Aim of the task
Exactly as written, print each record in the listing.

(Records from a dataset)
- - - - - - -
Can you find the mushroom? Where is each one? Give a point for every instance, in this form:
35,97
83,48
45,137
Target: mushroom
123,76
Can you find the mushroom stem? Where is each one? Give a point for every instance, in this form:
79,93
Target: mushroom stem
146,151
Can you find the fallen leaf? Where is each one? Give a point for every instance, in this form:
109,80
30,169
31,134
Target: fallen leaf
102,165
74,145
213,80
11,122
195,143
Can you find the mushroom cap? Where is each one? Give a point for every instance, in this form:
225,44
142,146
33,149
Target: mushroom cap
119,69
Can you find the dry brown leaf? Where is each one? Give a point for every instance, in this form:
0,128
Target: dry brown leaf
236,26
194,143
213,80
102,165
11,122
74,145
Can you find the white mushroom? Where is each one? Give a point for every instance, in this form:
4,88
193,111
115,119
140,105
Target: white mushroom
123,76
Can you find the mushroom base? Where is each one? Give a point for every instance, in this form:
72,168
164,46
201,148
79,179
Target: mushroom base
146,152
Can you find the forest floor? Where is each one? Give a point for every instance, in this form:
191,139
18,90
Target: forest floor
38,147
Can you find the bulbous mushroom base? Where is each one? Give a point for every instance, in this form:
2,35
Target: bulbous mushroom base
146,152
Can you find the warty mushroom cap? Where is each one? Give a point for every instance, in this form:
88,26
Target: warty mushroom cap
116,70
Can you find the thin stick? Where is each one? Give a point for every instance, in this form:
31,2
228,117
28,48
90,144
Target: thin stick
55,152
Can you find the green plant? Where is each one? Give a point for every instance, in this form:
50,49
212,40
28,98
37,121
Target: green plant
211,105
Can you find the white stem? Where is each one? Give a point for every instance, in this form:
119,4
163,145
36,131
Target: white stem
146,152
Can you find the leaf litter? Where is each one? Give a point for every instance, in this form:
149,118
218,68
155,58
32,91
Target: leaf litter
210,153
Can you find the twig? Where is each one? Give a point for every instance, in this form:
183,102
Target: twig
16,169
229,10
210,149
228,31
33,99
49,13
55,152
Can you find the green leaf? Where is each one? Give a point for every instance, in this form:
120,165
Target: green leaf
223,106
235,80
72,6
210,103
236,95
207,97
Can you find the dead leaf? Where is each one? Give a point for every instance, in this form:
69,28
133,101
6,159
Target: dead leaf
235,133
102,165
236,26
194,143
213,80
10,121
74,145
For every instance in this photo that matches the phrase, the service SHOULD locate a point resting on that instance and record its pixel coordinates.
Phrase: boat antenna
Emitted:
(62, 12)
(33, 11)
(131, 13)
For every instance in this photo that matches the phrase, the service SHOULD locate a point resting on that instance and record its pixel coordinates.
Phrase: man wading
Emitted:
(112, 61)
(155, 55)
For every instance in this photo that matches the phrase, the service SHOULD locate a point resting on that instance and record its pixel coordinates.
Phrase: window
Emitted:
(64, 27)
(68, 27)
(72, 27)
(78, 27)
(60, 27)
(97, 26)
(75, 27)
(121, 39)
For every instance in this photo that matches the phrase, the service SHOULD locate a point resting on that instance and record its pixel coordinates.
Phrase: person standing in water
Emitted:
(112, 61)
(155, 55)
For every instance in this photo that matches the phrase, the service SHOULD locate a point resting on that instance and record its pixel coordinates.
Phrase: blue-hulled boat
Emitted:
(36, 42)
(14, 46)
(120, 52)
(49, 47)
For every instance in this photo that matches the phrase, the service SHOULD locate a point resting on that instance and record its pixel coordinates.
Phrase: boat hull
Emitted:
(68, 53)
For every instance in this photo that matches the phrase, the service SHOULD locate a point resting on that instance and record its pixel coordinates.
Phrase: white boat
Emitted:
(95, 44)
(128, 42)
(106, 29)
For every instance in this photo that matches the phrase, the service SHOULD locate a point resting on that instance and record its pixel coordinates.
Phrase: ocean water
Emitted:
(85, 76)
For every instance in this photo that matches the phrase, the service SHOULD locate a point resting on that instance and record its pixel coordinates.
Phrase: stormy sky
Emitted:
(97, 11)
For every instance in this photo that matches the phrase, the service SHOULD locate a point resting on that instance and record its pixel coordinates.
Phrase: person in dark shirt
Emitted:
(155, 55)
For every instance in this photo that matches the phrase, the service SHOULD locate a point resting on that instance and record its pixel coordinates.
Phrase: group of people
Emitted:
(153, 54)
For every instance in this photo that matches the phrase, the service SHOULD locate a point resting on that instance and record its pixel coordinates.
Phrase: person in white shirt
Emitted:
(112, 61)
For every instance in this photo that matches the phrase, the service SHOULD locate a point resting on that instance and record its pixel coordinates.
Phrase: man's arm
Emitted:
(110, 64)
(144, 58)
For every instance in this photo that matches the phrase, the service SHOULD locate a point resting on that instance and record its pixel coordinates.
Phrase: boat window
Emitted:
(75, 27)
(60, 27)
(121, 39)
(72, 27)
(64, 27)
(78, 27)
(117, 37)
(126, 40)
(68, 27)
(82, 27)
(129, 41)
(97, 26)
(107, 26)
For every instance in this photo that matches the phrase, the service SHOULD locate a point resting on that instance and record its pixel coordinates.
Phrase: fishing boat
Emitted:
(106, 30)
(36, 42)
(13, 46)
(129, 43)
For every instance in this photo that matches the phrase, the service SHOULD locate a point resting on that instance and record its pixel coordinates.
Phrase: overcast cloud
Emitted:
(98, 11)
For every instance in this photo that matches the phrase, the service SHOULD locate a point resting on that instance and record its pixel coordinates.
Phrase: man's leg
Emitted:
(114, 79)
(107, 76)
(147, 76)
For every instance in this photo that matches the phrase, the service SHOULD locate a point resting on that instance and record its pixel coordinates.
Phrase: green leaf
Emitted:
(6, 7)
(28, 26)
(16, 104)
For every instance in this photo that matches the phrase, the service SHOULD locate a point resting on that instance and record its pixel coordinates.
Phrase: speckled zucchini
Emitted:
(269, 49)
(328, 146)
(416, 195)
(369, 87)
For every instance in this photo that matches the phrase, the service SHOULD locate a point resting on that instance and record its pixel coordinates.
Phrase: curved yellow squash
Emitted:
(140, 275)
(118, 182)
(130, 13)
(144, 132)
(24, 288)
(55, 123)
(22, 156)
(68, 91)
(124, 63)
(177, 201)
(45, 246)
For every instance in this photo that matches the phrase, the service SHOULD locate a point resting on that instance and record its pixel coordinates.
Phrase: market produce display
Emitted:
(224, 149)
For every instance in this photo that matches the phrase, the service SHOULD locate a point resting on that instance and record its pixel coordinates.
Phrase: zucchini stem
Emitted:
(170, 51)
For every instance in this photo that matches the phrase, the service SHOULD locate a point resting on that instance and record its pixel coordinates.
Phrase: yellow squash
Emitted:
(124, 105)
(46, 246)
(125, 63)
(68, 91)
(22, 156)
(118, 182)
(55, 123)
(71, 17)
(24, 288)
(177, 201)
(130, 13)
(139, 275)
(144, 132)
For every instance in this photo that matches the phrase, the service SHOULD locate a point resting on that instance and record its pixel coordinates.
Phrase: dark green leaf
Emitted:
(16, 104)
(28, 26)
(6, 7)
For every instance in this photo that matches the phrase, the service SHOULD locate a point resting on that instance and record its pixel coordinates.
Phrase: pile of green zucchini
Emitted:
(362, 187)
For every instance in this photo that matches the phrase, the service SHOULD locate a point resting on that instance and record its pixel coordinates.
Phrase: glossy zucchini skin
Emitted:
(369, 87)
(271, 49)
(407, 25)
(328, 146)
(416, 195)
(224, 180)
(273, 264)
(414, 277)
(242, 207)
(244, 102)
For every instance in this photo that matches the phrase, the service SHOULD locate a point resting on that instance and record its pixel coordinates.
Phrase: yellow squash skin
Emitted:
- - - - - - -
Complete response
Can you find the mushroom? Where is each one? Give a point for every instance, in this form:
35,97
83,48
45,137
Target: mushroom
123,76
Can you find the mushroom stem? Where is each one? Give a point for every instance, in this form:
79,93
Target: mushroom stem
146,151
Can you find the fallen leaf? Where is each one? Give a point for every instance, in this form:
109,80
30,169
31,134
Target: fallen leaf
102,165
74,145
213,80
11,122
195,143
Can you find the mushroom cap? Where is each one? Give a point for every instance, in this form:
225,44
142,146
33,149
Target: mushroom cap
119,69
Can you find the dry brown leaf? Where is each one? Give a point for every instance, in this form:
0,128
Target: dry brown leaf
236,26
194,143
213,80
102,165
11,122
74,145
Can you find the white mushroom? Where is each one? Give a point for every instance, in this form:
4,88
193,111
115,119
140,105
Target: white mushroom
123,76
Can you find the mushroom base? Where is each one? Give a point for every instance, in this form:
72,168
164,46
201,148
79,179
Target: mushroom base
146,152
Can you find the forest floor? Where is each one? Give a point for every instance, in this form:
191,139
18,90
Target: forest floor
38,147
Can you find the bulbous mushroom base? Where is each one? Give a point for every instance, in this form:
2,35
Target: bulbous mushroom base
146,152
Can you find the warty mushroom cap? Where is each one? Give a point for every instance, in this form:
88,26
Target: warty mushroom cap
116,70
Can you find the thin stick? Where is each one? Give a point for every instance, in this form:
31,2
228,117
28,48
90,144
Target: thin stick
55,152
Can you find the green plant? Where is each one? Give a point for every instance, in this form:
50,49
212,40
28,98
37,121
Target: green plant
211,105
Can you find the white stem? Where is each one? Give a point for every instance, in this form:
119,4
163,145
36,131
Target: white stem
146,152
Can you find the leaf litter? Where is each one? Give a point for every instance, in this form:
149,118
218,68
155,58
32,91
Target: leaf litter
210,153
Can you find the twig? Where is each one? Give a point for every instance, in this form:
183,102
Target: twig
16,169
229,10
210,149
228,31
33,99
49,13
55,152
Can you find the green leaf? Where is each one? Give a point for every instance, in this form:
120,165
Target: green leaf
223,106
235,80
72,6
210,103
236,95
207,97
Can you find the dead leaf? Where is each one? Give a point for every instance, in this form:
69,28
133,101
6,159
Target: dead leaf
235,133
102,165
236,26
194,143
213,80
10,121
74,145
For every instance in this photo that matches the phrase, the service SHOULD locate a point resting on that instance and record its pixel coordinates.
Phrase: boat antenna
Emitted:
(62, 12)
(33, 11)
(131, 13)
For every instance in this photo that matches the phrase, the service SHOULD locate a point resting on that instance and record its pixel coordinates.
Phrase: man wading
Emitted:
(112, 61)
(155, 55)
For every instance in this photo that matches the phrase, the service SHOULD locate a point resting on that instance and record its pixel coordinates.
Phrase: window
Emitted:
(64, 27)
(68, 27)
(72, 27)
(78, 27)
(60, 27)
(97, 26)
(75, 27)
(121, 39)
For every instance in this photo that matches the phrase, the service SHOULD locate a point resting on that instance and record its pixel coordinates.
Phrase: person standing in water
Emitted:
(112, 61)
(155, 55)
For every instance in this photo that matches the phrase, the service SHOULD locate a point resting on that instance and record its pixel coordinates.
Phrase: blue-hulled boat
Emitted:
(36, 42)
(14, 46)
(120, 52)
(49, 47)
For every instance in this photo that matches the phrase, the service SHOULD locate a point resting on that instance and record its pixel coordinates.
Phrase: boat hull
Emitted:
(68, 53)
For every instance in this photo that matches the phrase, the service SHOULD locate a point resting on that instance and record its pixel coordinates.
Phrase: white boat
Emitted:
(95, 44)
(128, 42)
(106, 29)
For every instance in this photo that matches the phrase, the service SHOULD locate a point resting on that instance and record its pixel coordinates.
Phrase: ocean water
Emitted:
(85, 76)
For every instance in this photo that matches the phrase, the service SHOULD locate a point resting on that instance and record its pixel coordinates.
Phrase: stormy sky
Emitted:
(97, 11)
For every instance in this photo that matches the phrase, the service SHOULD locate a point resting on that instance and record its pixel coordinates.
Phrase: person in dark shirt
Emitted:
(155, 55)
For every instance in this photo that matches the phrase, the service SHOULD locate a point resting on that instance and record its pixel coordinates.
Phrase: group of people
Emitted:
(153, 54)
For every instance in this photo that matches the phrase, the service SHOULD locate a point resting on that instance and record its pixel coordinates.
Phrase: person in white shirt
Emitted:
(112, 61)
For every instance in this photo that matches the phrase, the service SHOULD locate a point resting on that instance and record its pixel coordinates.
Phrase: man's arm
Emitted:
(110, 64)
(144, 58)
For every instance in this photo that matches the phrase, the service SHOULD locate a point resting on that instance and record its pixel coordinates.
Phrase: boat window
Emitted:
(75, 27)
(60, 27)
(121, 39)
(72, 27)
(64, 27)
(78, 27)
(117, 37)
(126, 40)
(68, 27)
(82, 27)
(129, 41)
(97, 26)
(107, 26)
For every instance in this photo that matches the phrase, the service SHOULD locate a point resting on that instance and record its pixel coordinates.
Phrase: fishing boat
Emitted:
(106, 30)
(36, 42)
(13, 46)
(129, 43)
For every instance in this photo that matches the phrase, the service SHOULD locate a point resting on that instance and record its pixel coordinates.
Phrase: overcast cloud
Emitted:
(98, 11)
For every instance in this photo that matches the phrase, the service SHOULD locate a point resting on that instance and record its pixel coordinates.
Phrase: man's leg
Emitted:
(114, 79)
(107, 76)
(147, 76)
For every instance in this photo that matches the phrase, the service SHOULD locate a point resting on that instance and record its pixel coordinates.
Phrase: green leaf
Emitted:
(6, 7)
(28, 26)
(16, 104)
For every instance in this photo that matches the phrase, the service SHOULD locate a point resting on that instance and record its pixel coordinates.
Phrase: speckled zucchini
Emitted:
(269, 49)
(328, 146)
(416, 195)
(369, 87)
For every instance in this photo that matches the phrase, the service SHOULD locate a point resting on that instance and record its pixel coordinates.
Phrase: curved yellow squash
Emitted:
(140, 275)
(118, 182)
(130, 13)
(144, 132)
(24, 288)
(55, 123)
(22, 156)
(68, 91)
(124, 63)
(177, 201)
(45, 246)
For every instance in this photo that matches the phrase, the service SHOULD locate a point resting on that instance and record its pixel coordinates.
Phrase: market produce display
Emitted:
(224, 149)
For every instance in this photo that matches the phrase, the service SHOULD locate a point resting on that instance and record its pixel coordinates.
Phrase: zucchini stem
Emitted:
(170, 51)
For every instance in this photo that matches the phrase, the service SHOULD locate a point resting on that instance and record its pixel coordinates.
Phrase: yellow squash
Emitted:
(124, 105)
(46, 246)
(125, 63)
(68, 91)
(22, 156)
(118, 182)
(55, 123)
(71, 17)
(24, 288)
(177, 201)
(130, 13)
(139, 275)
(144, 132)
For every instance in this photo that matches the phrase, the service SHOULD locate a point resting on that instance and record its pixel coordinates.
Phrase: dark green leaf
Emitted:
(16, 104)
(28, 26)
(6, 7)
For every instance in this photo that matches the phrase, the service SHOULD locate a point resting on that instance and record its pixel coordinates.
Phrase: pile of green zucchini
Emitted:
(362, 187)
For every instance in this photo that matches the phrase, the service SHOULD locate a point resting on that instance and record its pixel coordinates.
Phrase: glossy zucchini skin
Emitted:
(369, 87)
(271, 49)
(407, 25)
(328, 146)
(416, 195)
(224, 180)
(273, 264)
(414, 277)
(242, 207)
(244, 102)
For every instance in this photo that matches the phrase, the service SHOULD locate a point resting on that instance and record its pixel coordinates.
Phrase: yellow squash skin
Emitted:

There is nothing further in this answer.